▸ Page extract:
◆ ◆ ◆ ◆ ◆ ◆ ◆
= Wastewater =

Water that has been used and contaminated

Wastewater is water generated after the use of drinking water, fresh water, raw water, or saline water in a variety of deliberate applications or processes. Another definition of wastewater is "Used water from any combination of domestic, industrial, commercial or agricultural activities, surface runoff / storm water, and any sewer infiltration or sewer inflow". In everyday usage, wastewater is commonly a synonym for sewage (also called domestic wastewater or municipal wastewater), which is wastewater that is produced by a community of people.

== Types==
Wastewater is a generic term that may refer to water containing contaminants originating from various settings. Major categories include:

- Domestic wastewater, which encompasses sewage produced by communities and is commonly subdivided into greywater and blackwater.
- Industrial wastewater: waterborne waste generated from a variety of industrial processes, such as manufacturing operations, mineral extraction, power generation, or water and wastewater treatment.
- Cooling water, is released with potential thermal pollution after use to condense steam or reduce machinery temperatures by conduction or evaporation.
- Leachate: precipitation containing pollutants dissolved while percolating through ores, raw materials, products, or solid waste.
- Return flow: the flow of water carrying suspended soil, pesticide residues, or dissolved minerals and nutrients from irrigated cropland.
- Surface runoff: the flow of water occurring on the ground surface when excess rainwater, stormwater, meltwater, or other sources, can no longer sufficiently rapidly infiltrate the soil.
◆ ◆ ◆ ◆ ◆ ◆ ◆
▸ Task list:
- 1) In the wastewater text, shorten the paragraph that begins "Wastewater is water generated" while keeping its main facts.
- 2) Pick up the wastewater text after its last sentence and extend it.

▸ Given material:
◆ ◆ ◆ ◆ ◆ ◆ ◆
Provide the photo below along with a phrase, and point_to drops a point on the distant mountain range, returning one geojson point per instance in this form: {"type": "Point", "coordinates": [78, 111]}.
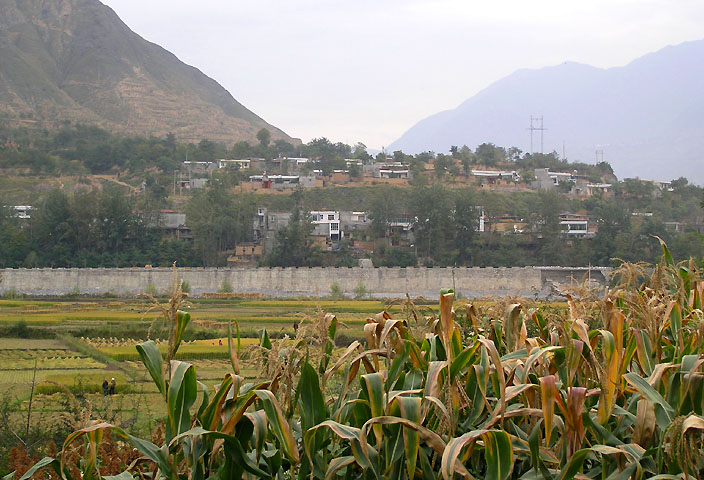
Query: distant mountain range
{"type": "Point", "coordinates": [76, 61]}
{"type": "Point", "coordinates": [646, 117]}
◆ ◆ ◆ ◆ ◆ ◆ ◆
▸ Your written answers:
- 1) Wastewater is water produced after drinking, fresh, raw, or saline water has been used in deliberate applications or processes. It can also be defined as used water from domestic, industrial, commercial, or agricultural activities, together with surface runoff or storm water and any sewer infiltration or inflow. In everyday usage it commonly means sewage, which is the wastewater a community of people produces. Sewage is also called domestic or municipal wastewater.

- 2)
- Urban runoff, including water used for outdoor cleaning activity and landscape irrigation in densely populated areas created by urbanization.
- Agricultural wastewater: animal husbandry wastewater generated from confined animal operations.

== Treatment ==

Wastewater treatment refers to processes used to remove contaminants from wastewater. The treated effluent is typically discharged to a receiving water body with the aim of limiting adverse environmental impacts. Sewage is usually treated at sewage treatment plants. Industrial wastewater may be treated at facilities designed for industrial processes or, in some cases, at municipal sewage treatment plants. When the latter occurs, industries generally perform on-site pretreatment before discharge to the municipal system. Other specialized treatment plants exist for agricultural wastewater and leachate.

Treatment processes commonly include phase separation, biological and chemical transformation steps, and polishing to improve effluent quality. Sludge is the principal by-product generated during treatment and is further processed at the same facility or at separate sludge treatment plants. Anaerobic treatment processes can additionally produce biogas.